• AIM:
Reproduce verbatim the portion of the entries below that opens with the line containing "For the benchmark, mark every instance of the white" and continues through the final entry, both ends included.

• TASK INPUTS:
>> Begin
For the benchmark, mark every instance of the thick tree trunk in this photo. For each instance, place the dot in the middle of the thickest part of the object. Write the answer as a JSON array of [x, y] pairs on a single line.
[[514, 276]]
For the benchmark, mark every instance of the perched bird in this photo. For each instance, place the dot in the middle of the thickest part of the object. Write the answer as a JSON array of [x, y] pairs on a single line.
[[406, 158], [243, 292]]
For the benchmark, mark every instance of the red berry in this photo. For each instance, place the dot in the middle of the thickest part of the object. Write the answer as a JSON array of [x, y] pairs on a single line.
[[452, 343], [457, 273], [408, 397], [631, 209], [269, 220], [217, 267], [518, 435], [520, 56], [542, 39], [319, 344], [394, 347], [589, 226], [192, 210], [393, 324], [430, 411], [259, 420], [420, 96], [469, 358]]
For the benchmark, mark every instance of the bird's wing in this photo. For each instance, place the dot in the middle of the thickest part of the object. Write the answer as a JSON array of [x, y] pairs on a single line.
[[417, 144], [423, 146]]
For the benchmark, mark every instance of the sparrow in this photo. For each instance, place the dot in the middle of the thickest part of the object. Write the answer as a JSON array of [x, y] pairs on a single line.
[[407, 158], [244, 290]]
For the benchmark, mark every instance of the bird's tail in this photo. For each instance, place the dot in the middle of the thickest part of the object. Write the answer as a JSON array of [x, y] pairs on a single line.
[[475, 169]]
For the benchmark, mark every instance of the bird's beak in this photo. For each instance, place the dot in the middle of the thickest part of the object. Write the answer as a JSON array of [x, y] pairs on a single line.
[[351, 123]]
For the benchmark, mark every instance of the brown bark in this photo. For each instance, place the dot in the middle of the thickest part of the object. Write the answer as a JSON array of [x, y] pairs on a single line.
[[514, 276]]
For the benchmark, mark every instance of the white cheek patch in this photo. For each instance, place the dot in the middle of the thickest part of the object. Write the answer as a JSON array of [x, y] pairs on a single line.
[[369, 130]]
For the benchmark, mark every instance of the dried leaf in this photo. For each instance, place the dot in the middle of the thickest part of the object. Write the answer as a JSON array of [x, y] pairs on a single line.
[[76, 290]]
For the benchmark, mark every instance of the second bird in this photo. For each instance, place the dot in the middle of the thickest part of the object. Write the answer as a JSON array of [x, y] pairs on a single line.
>> End
• RESULT FOR THIS TASK:
For the benchmark, mark every instance of the white cheek patch in this photo. For each instance, place the dot in the middle of the thickest part of the object. Write the answer as a JSON array of [x, y] pairs on a single line.
[[369, 130]]
For the benchmark, mark every instance of the dried leaf in this photo. For each instance, place the dot in the middle of the thickest part of the object. Write the answer as a JSON array of [x, y] pairs on a single line.
[[76, 290]]
For the benchmark, mark every instance of the second bird in this photo. For each instance, place the dot in the middle of the thickest part of the object. Write the answer as a JSON array of [x, y] pairs on a single line.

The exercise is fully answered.